(Itens de um conjunto de dados)
+ + +
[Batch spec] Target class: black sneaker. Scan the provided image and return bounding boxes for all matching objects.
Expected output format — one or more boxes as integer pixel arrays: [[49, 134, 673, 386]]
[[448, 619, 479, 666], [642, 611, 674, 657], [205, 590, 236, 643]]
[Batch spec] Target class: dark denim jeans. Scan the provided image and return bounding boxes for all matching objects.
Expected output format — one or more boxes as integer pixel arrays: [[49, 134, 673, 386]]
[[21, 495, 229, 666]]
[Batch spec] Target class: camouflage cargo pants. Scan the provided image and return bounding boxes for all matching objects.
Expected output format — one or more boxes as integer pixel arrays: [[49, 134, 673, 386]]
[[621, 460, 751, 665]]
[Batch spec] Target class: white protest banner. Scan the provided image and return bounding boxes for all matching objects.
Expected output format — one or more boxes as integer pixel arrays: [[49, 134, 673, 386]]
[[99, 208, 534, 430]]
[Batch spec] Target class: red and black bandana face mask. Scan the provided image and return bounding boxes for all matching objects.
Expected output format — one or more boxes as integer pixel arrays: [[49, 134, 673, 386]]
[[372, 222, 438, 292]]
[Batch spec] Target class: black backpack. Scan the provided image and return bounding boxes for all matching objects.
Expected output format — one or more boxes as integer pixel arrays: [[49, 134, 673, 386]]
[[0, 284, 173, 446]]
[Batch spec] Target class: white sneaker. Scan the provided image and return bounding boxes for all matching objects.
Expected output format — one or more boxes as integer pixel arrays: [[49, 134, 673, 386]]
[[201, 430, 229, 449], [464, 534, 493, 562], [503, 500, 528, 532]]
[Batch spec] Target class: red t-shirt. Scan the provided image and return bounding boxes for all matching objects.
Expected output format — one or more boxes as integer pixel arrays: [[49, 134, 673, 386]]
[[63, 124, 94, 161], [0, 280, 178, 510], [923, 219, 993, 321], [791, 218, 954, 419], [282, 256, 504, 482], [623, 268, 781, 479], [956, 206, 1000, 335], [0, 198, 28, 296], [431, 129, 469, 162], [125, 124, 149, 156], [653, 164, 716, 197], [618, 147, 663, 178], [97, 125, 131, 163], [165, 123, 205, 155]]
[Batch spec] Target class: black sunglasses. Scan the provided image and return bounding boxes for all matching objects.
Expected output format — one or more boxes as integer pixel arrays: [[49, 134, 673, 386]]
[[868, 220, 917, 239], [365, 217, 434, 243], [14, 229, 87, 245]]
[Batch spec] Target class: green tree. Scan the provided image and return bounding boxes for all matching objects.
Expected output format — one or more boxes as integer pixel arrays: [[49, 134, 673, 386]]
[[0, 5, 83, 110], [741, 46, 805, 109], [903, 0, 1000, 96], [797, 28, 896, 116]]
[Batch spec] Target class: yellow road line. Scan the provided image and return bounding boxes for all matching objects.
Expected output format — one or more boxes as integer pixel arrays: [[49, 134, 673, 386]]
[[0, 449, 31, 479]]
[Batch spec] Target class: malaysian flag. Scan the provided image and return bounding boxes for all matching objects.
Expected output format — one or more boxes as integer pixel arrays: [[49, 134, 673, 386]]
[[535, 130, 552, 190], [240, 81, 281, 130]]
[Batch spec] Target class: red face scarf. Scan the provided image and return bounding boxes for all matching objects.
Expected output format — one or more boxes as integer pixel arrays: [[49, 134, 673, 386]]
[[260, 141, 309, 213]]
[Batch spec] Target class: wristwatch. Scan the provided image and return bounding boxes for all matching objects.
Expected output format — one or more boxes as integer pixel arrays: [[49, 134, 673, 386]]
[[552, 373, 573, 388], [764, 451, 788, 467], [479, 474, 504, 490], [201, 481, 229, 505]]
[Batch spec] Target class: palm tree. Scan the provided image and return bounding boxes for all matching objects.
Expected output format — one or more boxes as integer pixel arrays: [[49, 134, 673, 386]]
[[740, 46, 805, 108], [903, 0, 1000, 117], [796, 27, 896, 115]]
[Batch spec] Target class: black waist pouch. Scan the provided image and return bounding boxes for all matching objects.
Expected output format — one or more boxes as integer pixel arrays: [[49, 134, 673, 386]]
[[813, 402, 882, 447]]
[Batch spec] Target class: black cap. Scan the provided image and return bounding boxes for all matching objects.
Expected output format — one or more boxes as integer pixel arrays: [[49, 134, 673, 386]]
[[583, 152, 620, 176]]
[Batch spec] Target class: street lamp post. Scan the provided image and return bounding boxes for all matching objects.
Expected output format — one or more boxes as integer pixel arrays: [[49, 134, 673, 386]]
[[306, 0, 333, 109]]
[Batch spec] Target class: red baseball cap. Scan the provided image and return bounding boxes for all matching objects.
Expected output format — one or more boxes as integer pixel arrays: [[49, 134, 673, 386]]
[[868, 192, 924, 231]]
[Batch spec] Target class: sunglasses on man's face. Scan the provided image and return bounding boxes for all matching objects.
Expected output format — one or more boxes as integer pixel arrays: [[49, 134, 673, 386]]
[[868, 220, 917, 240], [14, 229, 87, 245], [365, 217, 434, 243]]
+ + +
Informe quantas linhas das entradas contêm a palavra "white", diferenciando maiúsculas de minúsculas. Responda somente com o número.

2